§ PROBLEM: Set down the data again in full, keeping every line exactly as it is.
::::::::
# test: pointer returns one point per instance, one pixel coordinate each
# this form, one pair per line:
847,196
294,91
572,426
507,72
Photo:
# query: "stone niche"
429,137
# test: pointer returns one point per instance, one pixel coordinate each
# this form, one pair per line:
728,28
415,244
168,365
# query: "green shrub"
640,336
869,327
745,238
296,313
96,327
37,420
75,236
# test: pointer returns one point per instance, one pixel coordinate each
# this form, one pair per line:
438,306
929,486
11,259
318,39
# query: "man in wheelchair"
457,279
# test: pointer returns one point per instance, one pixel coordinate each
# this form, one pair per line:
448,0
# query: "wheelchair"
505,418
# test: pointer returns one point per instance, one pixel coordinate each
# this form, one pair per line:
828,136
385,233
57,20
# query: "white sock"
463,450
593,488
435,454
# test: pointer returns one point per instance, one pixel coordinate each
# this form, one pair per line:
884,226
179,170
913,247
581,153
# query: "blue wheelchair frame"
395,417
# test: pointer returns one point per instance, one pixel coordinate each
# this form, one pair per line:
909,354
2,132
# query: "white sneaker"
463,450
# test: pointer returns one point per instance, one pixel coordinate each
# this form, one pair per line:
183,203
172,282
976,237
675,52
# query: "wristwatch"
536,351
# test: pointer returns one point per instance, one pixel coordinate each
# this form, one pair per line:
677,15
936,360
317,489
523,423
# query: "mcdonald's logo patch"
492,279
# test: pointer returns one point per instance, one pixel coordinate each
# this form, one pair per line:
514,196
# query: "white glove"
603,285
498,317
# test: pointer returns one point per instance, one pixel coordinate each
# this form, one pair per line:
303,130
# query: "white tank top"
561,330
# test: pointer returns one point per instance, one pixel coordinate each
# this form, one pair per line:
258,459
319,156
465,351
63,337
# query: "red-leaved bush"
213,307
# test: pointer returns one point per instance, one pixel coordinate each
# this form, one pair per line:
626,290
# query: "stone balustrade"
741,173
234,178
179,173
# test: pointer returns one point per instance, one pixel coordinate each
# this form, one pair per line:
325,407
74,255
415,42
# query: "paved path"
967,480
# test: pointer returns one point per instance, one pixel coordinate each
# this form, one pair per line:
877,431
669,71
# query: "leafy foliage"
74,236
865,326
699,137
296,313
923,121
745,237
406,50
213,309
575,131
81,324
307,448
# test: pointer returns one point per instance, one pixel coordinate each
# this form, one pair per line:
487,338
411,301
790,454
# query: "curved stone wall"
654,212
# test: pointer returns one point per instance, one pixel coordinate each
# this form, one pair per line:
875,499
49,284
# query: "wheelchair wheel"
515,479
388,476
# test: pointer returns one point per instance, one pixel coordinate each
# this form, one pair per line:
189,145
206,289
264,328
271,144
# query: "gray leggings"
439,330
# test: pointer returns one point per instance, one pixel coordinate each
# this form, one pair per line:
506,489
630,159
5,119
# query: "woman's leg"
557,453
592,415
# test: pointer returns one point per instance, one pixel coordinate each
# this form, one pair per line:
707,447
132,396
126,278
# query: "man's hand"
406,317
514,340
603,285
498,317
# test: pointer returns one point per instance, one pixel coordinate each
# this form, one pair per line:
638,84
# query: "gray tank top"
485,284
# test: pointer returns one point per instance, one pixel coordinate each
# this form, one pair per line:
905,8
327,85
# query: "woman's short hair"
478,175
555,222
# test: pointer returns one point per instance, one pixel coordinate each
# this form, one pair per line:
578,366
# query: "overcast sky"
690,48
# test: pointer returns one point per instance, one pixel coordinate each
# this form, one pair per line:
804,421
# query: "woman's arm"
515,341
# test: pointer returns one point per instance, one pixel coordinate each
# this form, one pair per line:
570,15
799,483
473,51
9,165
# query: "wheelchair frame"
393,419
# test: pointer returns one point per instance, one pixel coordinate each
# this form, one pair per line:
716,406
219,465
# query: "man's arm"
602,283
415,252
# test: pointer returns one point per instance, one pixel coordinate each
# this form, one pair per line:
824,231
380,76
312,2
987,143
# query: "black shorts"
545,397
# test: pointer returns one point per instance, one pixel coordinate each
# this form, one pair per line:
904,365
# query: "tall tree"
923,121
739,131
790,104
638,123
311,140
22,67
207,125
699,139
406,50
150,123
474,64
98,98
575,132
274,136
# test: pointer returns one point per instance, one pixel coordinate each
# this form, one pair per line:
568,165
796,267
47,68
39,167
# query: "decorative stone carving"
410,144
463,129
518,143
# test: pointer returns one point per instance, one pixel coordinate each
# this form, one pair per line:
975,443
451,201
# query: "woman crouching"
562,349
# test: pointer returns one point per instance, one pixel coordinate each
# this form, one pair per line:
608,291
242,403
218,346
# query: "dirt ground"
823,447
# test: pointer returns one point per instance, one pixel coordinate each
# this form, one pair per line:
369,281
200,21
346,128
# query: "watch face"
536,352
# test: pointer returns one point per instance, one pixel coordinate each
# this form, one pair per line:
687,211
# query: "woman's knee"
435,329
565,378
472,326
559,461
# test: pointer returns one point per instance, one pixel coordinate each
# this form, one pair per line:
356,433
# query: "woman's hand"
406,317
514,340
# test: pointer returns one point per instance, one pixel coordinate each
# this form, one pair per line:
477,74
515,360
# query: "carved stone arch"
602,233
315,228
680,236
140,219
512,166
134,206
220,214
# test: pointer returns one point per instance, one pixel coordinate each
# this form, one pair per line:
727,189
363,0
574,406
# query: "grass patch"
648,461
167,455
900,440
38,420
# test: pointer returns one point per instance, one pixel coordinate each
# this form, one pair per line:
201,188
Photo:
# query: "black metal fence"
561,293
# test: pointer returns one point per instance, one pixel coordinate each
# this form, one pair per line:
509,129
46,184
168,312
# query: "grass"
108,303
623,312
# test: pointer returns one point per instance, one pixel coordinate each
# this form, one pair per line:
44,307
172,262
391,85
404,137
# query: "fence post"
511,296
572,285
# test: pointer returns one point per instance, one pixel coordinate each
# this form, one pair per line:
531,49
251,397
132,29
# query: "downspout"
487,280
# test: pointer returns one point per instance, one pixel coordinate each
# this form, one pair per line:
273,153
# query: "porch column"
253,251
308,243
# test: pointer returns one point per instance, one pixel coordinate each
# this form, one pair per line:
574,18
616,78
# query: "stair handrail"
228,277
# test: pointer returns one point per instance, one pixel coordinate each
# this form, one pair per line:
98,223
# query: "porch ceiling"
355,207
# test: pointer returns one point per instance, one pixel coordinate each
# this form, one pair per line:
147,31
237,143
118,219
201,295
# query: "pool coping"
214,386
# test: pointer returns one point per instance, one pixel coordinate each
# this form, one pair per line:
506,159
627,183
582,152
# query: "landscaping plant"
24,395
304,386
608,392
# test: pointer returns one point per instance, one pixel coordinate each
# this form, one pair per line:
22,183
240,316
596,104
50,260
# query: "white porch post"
::::::::
§ TASK OUTPUT:
# test: pointer returns one point per instance, one pixel coordinate each
# this form, one pair per line:
847,196
294,91
572,426
507,72
Photo:
# query: "stone niche"
429,137
# test: pointer returns one point per instance, one pixel coordinate each
# this form, one pair per line:
728,28
415,244
168,365
# query: "green shrub"
640,336
869,327
745,238
296,313
96,327
37,420
75,236
# test: pointer returns one point per instance, one pixel coordinate each
# this form, one pair per line:
438,306
929,486
11,259
318,39
# query: "man in wheelchair"
457,279
# test: pointer returns one point per instance, one pixel coordinate each
# this form, one pair per line:
448,0
# query: "wheelchair"
505,418
# test: pointer returns one point per instance, one pixel coordinate each
# this form, one pair per line:
828,136
385,233
57,20
# query: "white sock"
463,450
593,488
435,454
# test: pointer returns one point per instance, one pixel coordinate each
# this form, one pair per line:
884,226
179,170
913,247
581,153
# query: "blue wheelchair frame"
395,417
# test: pointer returns one point per instance, one pixel coordinate each
# this form, one pair per line:
909,354
2,132
# query: "white sneaker"
463,450
# test: pointer returns one point per instance, one pixel coordinate each
# this form, one pair per line:
183,203
172,282
976,237
675,52
# query: "wristwatch"
536,351
# test: pointer returns one point per instance, one pixel coordinate each
# this form, one pair per line:
677,15
936,360
317,489
523,423
# query: "mcdonald's logo patch"
492,279
# test: pointer returns one point per instance, one pixel coordinate each
# this form, one pair per line:
514,196
# query: "white glove"
603,285
498,317
# test: pointer returns one point per instance, one pixel coordinate each
# this form, one pair per line:
303,130
# query: "white tank top"
561,330
# test: pointer returns one point per instance, one pixel coordinate each
# this form, one pair per line:
258,459
319,156
465,351
63,337
# query: "red-leaved bush"
213,307
# test: pointer returns one point per instance, one pixel coordinate each
# this form, one pair per line:
626,290
# query: "stone balustrade"
741,173
234,178
179,173
# test: pointer returns one point per instance, one pixel coordinate each
# this form, one pair per line:
325,407
74,255
415,42
# query: "paved path"
967,480
# test: pointer returns one point per instance, one pixel coordinate each
# this form, one pair per line:
877,431
669,71
# query: "leafy foliage"
74,236
865,326
699,137
296,313
923,121
745,237
406,50
213,309
575,131
81,324
307,448
# test: pointer returns one point per instance, one pixel coordinate each
# this form, one pair per line:
487,338
411,301
790,454
# query: "curved stone wall"
654,212
# test: pointer returns one point per instance, one pixel coordinate each
# this form, one pair per line:
875,499
49,284
# query: "wheelchair wheel"
515,479
388,476
# test: pointer returns one point per instance, one pixel coordinate each
# this form, one pair per line:
189,145
206,289
264,328
271,144
# query: "gray leggings"
439,330
# test: pointer returns one point per instance, one pixel coordinate each
# this form, one pair per line:
506,489
630,159
5,119
# query: "woman's leg"
557,453
592,415
# test: pointer returns one point per instance, one pixel coordinate each
# this form, one pair per line:
707,447
132,396
126,278
# query: "man's hand"
406,317
514,340
603,285
498,317
# test: pointer returns one point per instance, one pixel coordinate each
# this form, one pair per line:
638,84
# query: "gray tank top"
485,284
# test: pointer returns one point per instance, one pixel coordinate each
# this form, one pair per line:
905,8
327,85
# query: "woman's short hair"
478,175
555,222
# test: pointer returns one point per instance, one pixel coordinate each
# this form, one pair per line:
578,366
# query: "overcast sky"
690,48
# test: pointer returns one point per instance, one pixel coordinate each
# this form, one pair per line:
804,421
# query: "woman's arm"
515,341
# test: pointer returns one point per instance, one pixel coordinate each
# this form, one pair per line:
570,15
799,483
473,51
9,165
# query: "wheelchair frame"
393,419
# test: pointer returns one point per instance, one pixel coordinate each
# this form, one pair per line:
716,406
219,465
# query: "man's arm"
602,283
415,252
# test: pointer returns one point per instance, one pixel coordinate each
# this form, one pair per line:
824,231
380,76
312,2
987,143
# query: "black shorts"
545,397
# test: pointer returns one point per instance, one pixel coordinate each
# this form, one pair per line:
904,365
# query: "tall tree"
923,121
739,131
790,104
638,123
311,140
22,67
207,125
699,139
406,50
150,123
474,64
98,98
575,132
274,136
# test: pointer returns one point per instance, one pixel coordinate each
# this form, one pair per line:
568,165
796,267
47,68
39,167
# query: "decorative stone carving"
410,144
463,129
518,143
# test: pointer returns one point per instance, one pixel coordinate each
# this form, one pair per line:
975,443
451,201
# query: "woman crouching"
562,349
# test: pointer returns one point per instance, one pixel coordinate each
# this form, one pair per line:
608,291
242,403
218,346
# query: "dirt ground"
823,447
# test: pointer returns one point per instance, one pixel coordinate each
# this form, one pair per line:
369,281
200,21
346,128
# query: "watch face"
536,352
# test: pointer returns one point per instance, one pixel coordinate each
# this form, one pair per line:
687,211
# query: "woman's knee"
435,329
565,378
472,326
559,461
# test: pointer returns one point per instance, one pixel coordinate each
# this form, one pair per line:
356,433
# query: "woman's hand"
406,317
514,340
# test: pointer returns one point per instance, one pixel coordinate each
# this form, one pair per line:
477,74
515,360
# query: "carved stone arch"
602,233
315,228
680,236
140,219
512,166
134,206
220,214
# test: pointer returns one point per instance, one pixel coordinate each
# this form, one pair per line:
727,189
363,0
574,406
# query: "grass patch"
648,461
167,455
900,440
38,420
# test: pointer returns one point per instance, one pixel coordinate each
# this form, one pair per line:
201,188
Photo:
# query: "black metal fence"
561,293
# test: pointer returns one point per instance, one pixel coordinate each
# this form, one pair per line:
509,129
46,184
168,312
# query: "grass"
108,303
623,312
# test: pointer returns one point per instance, one pixel coordinate each
# this form, one pair per line:
44,307
172,262
391,85
404,137
# query: "fence post"
511,296
572,285
# test: pointer returns one point per instance, one pixel coordinate each
# this form, one pair per line:
531,49
251,397
132,29
# query: "downspout"
487,280
# test: pointer returns one point per instance, one pixel coordinate each
# this form, one pair per line:
273,153
# query: "porch column"
253,251
308,243
# test: pointer returns one point per instance, one pixel coordinate each
# this form, one pair per line:
574,18
616,78
# query: "stair handrail"
228,277
# test: pointer returns one point per instance, one pixel coordinate each
# this form, one pair per line:
98,223
# query: "porch ceiling"
355,207
# test: pointer returns one point per instance, one pixel coordinate each
# this form, one pair per line:
147,31
237,143
118,219
201,295
# query: "pool coping"
214,386
# test: pointer returns one point per instance, one pixel coordinate each
# this form, one pair per line:
506,159
627,183
582,152
# query: "landscaping plant"
24,395
304,386
608,392
# test: pointer returns one point per instance, one pixel coordinate each
# this form, one pair per line:
22,183
240,316
596,104
50,260
# query: "white porch post"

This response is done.